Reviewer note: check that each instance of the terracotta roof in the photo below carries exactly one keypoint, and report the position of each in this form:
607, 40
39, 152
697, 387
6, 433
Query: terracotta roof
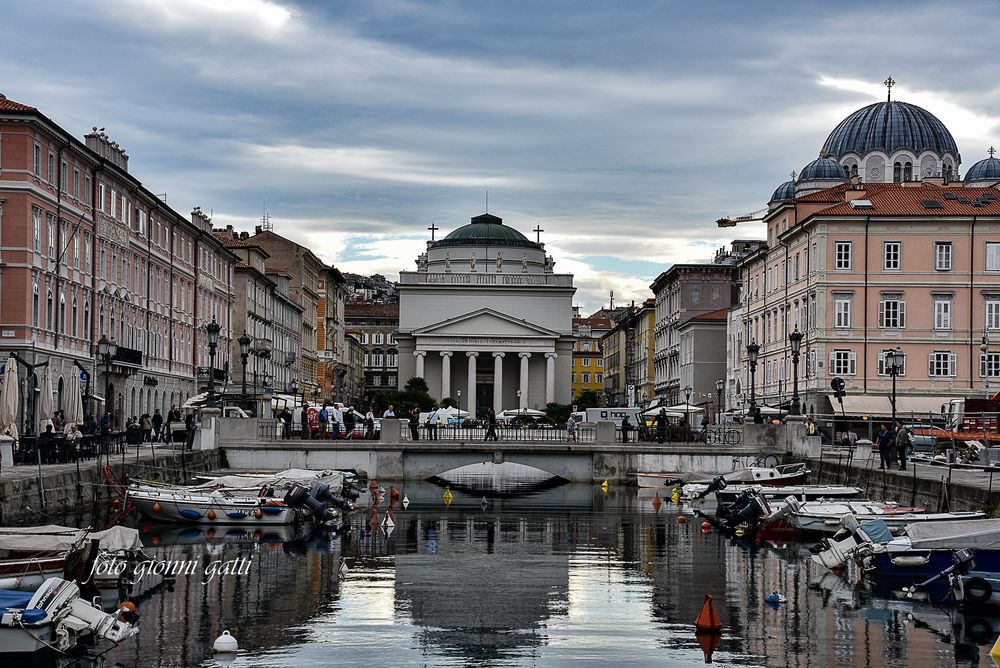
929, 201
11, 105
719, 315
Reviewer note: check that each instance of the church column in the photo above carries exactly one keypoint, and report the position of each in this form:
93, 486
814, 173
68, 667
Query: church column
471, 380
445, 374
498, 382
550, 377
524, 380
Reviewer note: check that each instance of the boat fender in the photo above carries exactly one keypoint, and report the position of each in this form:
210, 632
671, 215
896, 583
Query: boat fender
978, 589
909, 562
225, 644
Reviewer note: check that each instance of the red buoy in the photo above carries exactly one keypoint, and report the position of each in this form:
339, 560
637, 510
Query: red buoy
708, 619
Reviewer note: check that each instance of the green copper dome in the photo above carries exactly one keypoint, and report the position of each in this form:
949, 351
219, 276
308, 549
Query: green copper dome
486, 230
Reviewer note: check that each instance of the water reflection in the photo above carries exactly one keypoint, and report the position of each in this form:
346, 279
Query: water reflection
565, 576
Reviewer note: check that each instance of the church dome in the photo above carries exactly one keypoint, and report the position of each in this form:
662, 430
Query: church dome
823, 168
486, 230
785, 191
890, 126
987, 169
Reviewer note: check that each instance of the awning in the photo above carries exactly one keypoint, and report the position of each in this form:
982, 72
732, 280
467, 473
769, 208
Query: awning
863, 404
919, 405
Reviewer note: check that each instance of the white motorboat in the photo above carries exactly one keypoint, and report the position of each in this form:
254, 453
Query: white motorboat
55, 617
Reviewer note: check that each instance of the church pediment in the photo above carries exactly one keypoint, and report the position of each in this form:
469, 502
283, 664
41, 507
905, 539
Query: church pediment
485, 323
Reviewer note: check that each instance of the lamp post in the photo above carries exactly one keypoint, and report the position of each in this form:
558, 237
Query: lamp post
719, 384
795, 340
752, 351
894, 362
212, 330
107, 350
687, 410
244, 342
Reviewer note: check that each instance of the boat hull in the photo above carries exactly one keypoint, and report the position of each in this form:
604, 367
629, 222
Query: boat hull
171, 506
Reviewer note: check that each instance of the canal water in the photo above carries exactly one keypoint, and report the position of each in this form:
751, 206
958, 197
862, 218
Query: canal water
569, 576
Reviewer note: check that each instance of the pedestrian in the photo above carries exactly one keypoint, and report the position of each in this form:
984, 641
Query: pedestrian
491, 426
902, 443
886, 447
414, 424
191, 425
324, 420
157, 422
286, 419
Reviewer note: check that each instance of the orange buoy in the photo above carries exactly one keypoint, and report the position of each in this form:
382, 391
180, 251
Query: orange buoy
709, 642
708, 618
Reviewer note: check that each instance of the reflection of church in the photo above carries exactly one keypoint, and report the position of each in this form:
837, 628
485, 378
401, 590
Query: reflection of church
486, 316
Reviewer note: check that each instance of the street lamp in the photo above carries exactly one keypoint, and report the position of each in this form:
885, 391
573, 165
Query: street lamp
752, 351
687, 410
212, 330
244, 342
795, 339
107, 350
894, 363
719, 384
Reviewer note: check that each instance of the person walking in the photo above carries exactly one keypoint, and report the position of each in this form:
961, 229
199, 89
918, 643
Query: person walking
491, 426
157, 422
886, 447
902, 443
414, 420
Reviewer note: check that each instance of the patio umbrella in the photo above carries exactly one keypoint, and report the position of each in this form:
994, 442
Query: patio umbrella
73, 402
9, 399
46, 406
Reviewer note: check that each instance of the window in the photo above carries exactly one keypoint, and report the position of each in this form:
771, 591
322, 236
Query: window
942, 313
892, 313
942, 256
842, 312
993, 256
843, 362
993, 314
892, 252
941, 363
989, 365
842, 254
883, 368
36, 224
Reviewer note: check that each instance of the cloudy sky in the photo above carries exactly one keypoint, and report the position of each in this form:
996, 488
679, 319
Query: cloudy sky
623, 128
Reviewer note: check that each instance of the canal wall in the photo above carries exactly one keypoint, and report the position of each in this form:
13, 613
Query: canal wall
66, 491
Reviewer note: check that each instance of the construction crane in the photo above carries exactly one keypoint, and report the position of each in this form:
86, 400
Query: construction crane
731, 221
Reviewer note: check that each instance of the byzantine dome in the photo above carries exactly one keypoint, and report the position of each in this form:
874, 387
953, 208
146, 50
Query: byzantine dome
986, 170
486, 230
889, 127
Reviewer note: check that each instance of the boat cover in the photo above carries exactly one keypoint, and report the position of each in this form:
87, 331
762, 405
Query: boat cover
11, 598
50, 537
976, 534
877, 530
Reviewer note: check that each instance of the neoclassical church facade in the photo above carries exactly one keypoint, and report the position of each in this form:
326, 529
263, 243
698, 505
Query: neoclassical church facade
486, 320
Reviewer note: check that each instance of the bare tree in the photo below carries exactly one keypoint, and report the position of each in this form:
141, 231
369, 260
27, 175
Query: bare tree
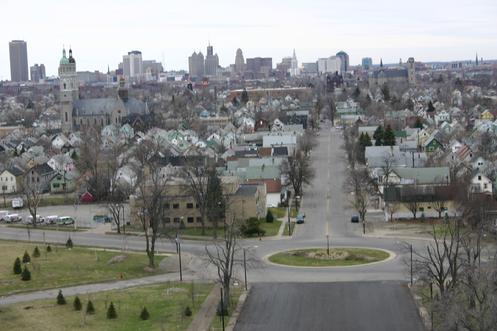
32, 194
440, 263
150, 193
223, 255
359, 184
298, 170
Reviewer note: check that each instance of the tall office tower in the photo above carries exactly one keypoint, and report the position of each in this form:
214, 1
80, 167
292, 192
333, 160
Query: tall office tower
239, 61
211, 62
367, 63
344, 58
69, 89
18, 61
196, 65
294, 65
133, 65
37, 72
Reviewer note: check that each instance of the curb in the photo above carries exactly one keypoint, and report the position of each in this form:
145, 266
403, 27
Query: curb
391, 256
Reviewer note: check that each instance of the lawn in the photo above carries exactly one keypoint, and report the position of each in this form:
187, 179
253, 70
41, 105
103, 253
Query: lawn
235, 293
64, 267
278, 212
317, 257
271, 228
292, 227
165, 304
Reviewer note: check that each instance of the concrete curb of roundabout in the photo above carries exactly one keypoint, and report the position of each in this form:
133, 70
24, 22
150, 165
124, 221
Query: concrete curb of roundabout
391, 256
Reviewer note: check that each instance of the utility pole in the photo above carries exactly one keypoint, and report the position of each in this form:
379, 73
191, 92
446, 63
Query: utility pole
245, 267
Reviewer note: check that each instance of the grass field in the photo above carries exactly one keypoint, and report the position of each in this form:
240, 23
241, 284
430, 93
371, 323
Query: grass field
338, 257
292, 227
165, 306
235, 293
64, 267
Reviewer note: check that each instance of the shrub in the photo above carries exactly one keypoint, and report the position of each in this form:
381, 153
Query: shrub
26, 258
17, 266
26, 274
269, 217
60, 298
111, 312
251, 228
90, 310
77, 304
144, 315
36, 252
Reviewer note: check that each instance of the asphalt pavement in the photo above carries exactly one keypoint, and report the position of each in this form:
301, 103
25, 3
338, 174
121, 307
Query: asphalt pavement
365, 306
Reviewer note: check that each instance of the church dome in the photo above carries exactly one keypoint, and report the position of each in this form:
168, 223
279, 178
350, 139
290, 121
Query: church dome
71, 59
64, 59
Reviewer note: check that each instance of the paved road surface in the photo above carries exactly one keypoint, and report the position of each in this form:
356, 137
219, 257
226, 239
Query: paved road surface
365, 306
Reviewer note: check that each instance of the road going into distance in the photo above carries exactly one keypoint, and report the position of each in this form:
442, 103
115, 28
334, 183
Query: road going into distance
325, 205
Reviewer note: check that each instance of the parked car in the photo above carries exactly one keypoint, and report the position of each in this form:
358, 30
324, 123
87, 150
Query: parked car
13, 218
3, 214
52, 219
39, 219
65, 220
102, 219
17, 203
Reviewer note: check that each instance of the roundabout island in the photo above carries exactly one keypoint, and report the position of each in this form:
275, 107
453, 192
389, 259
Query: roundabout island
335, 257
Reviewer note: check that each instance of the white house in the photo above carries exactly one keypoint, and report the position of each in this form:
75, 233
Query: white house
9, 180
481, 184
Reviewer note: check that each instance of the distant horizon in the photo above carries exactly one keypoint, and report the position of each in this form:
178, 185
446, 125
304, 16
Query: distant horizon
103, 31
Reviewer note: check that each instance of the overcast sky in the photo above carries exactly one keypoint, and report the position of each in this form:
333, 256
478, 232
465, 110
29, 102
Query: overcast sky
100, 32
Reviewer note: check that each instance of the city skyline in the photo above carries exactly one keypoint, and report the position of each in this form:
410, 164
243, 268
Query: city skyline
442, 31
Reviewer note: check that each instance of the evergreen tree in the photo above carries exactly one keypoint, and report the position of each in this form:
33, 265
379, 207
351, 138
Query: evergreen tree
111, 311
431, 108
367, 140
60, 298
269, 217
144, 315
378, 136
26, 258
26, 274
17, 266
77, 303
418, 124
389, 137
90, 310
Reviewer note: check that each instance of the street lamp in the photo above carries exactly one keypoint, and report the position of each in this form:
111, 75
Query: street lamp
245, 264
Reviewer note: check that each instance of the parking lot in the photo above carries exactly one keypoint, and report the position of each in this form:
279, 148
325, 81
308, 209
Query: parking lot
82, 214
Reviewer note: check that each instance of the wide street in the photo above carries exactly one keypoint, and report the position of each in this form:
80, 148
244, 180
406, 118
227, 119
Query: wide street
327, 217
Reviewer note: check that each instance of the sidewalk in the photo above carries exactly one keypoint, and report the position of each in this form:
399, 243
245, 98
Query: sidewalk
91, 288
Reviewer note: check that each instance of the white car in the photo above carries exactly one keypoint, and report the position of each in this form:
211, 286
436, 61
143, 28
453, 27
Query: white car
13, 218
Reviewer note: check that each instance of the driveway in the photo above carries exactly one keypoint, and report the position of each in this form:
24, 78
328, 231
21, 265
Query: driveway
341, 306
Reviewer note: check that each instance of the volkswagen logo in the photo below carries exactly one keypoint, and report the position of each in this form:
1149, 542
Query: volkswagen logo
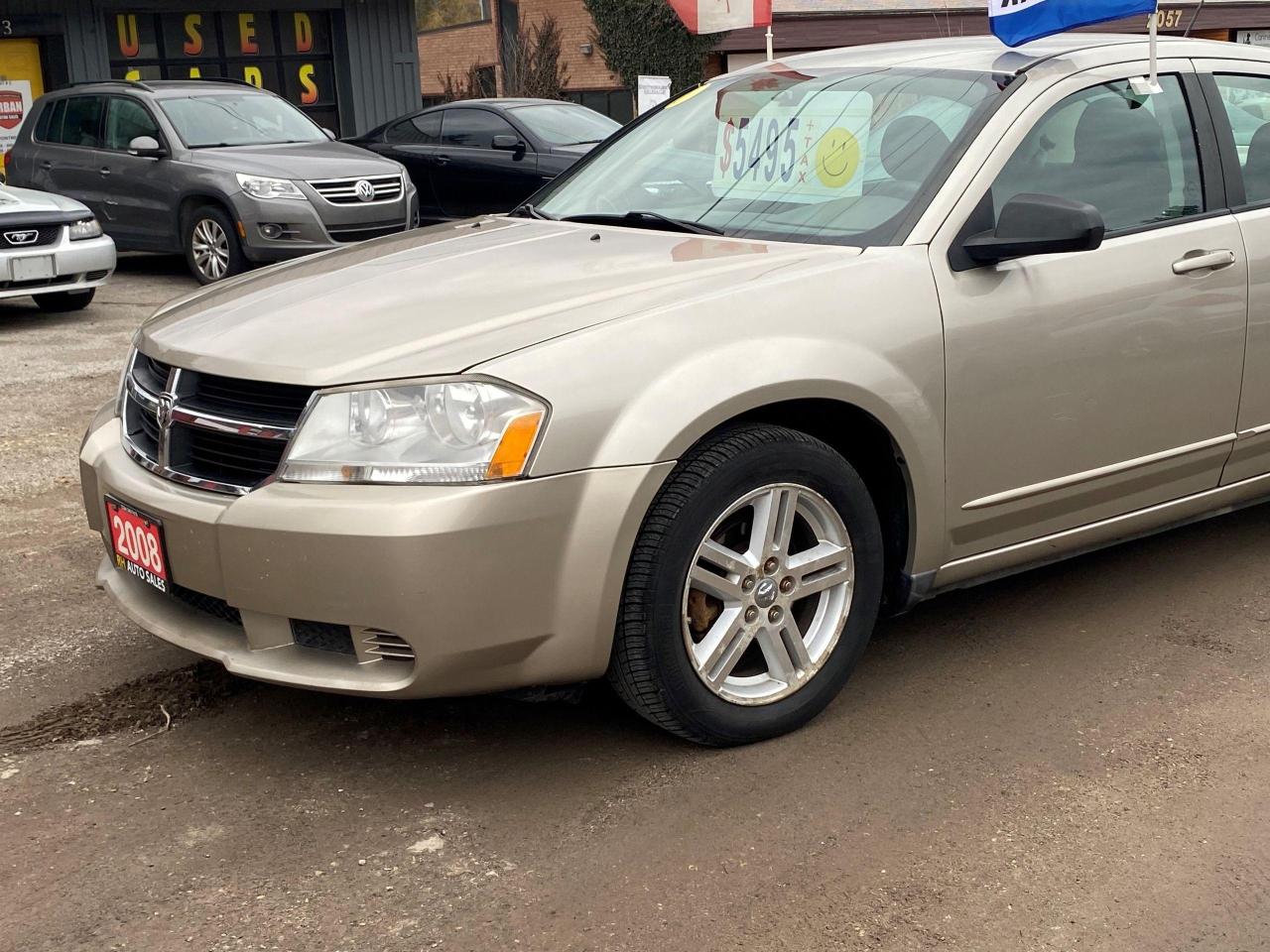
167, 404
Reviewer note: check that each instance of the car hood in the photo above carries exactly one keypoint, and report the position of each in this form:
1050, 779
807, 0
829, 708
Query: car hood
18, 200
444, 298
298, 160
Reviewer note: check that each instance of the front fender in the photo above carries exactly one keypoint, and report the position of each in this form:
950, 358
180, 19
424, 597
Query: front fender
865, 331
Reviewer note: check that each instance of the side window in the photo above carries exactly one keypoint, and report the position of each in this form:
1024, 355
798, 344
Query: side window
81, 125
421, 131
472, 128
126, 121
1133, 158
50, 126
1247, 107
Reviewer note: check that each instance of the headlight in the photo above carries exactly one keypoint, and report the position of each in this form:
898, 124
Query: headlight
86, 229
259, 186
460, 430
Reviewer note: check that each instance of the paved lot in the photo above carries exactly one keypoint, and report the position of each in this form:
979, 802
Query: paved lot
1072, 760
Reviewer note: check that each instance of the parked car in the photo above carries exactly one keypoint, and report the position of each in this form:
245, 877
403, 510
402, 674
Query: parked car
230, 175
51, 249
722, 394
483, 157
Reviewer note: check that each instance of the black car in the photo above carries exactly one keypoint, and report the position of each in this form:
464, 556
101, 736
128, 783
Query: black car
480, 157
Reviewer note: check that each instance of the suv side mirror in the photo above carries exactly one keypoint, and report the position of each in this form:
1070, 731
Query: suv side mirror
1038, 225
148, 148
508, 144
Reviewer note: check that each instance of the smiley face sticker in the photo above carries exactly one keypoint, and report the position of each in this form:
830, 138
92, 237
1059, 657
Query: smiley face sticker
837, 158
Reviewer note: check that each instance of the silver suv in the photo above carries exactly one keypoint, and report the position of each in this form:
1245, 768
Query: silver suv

++++++++++++++++++++

§ What you are asked to do: Reproduce exactly the line that holds "Reviewer note: check that each instance of the black", then every line after it, ending with the final line of the records above.

§ Written reply:
Reviewer note: check that each instance of the black car in the photo above carries exactly one keypoint, and report the position of each in this form:
464, 556
101, 736
128, 783
Query: black car
480, 157
Reviewer note: check that each instance of the suv side mirror in the photo above carries exactly one keypoint, and report the position of each in this form:
1070, 731
Query: suv side mirror
1038, 225
148, 148
508, 144
Reviewer note: check that each instance of the smiley face sticker in the photo above carries exactly one keypoint, and report the position of each in this form:
830, 138
92, 237
1059, 657
Query: smiley face sticker
837, 158
Reviewer note: check that each instance of the silver suv in the photo above carries exactly one keypoint, and report the position of each in this form:
1245, 768
Query: silver suv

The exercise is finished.